Ainsi, quel que soit le but qu’on assigne à l’enseignement des langues vivantes à l’École normale, on voit combien sa suppression serait inopportune et nuisible à l’intérêt de nos élèves. Il faut, au contraire, le développer comme vont se développer nos relations avec nos alliés d’aujourd’hui, avec nos voisins de toujours. Pour cela, point n’est besoin d’augmenter le nombre des heures de cours ; il suffirait de remettre les choses dans l’ordre, la version à l’écrit, la conversation à l’oral ; on assurerait ainsi dès la première année la base de cet enseignement, qui est, en définitive, la grammaire, et on pourrait aller plus avant qu’on ne fait dans l’étude de la littérature et de la vie intellectuelle du peuple étranger. La langue parlée n’en souffrirait pas, au contraire. Au vocabulaire de la vie courante, qui est borné, s’ajouterait celui de la pensée dans tous ses domaines, arts, lettres, sciences, là où la langue déploie le mieux ses richesses et prouve le mieux sa valeur intrinsèque.

**Consigne**: Traduisez en anglais cette phrase du texte sur l'enseignement des langues vivantes : « Au vocabulaire de la vie courante, qui est borné, s'ajouterait celui de la pensée dans tous ses domaines, arts, lettres, sciences, là où la langue déploie le mieux ses richesses et prouve le mieux sa valeur intrinsèque. »

**Données fournies**:
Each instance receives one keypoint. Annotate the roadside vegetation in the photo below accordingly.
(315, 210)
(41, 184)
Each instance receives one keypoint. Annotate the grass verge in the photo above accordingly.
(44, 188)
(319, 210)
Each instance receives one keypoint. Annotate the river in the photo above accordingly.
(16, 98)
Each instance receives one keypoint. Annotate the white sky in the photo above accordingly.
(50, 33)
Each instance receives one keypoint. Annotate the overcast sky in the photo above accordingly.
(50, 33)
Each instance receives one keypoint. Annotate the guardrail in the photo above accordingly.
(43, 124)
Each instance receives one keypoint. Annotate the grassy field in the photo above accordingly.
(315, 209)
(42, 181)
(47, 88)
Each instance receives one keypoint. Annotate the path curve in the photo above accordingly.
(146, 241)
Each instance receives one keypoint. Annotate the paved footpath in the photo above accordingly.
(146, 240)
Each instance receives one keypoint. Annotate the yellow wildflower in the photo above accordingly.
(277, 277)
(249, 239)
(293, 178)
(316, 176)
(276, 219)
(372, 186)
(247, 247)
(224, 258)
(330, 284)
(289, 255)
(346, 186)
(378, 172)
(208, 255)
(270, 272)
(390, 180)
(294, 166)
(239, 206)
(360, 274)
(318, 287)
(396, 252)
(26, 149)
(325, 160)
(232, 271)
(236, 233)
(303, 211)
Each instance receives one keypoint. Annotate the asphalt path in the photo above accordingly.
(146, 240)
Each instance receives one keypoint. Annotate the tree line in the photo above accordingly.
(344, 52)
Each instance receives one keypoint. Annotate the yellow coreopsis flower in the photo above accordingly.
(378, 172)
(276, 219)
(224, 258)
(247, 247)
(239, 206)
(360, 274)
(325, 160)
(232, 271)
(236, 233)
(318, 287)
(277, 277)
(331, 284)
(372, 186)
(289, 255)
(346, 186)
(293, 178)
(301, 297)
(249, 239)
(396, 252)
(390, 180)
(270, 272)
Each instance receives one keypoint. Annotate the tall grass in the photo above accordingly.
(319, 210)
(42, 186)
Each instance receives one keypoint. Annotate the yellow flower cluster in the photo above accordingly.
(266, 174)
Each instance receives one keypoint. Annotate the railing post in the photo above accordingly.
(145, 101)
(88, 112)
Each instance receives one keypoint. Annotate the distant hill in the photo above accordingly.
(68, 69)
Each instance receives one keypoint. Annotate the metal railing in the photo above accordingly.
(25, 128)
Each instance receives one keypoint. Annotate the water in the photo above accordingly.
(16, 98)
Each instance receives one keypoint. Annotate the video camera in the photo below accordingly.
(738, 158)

**Réponse attendue**: The vocabulary of everyday life, which is limited, would be supplemented by that of thought in all its fields (arts, letters, sciences), where the language best displays its riches and best demonstrates its intrinsic value.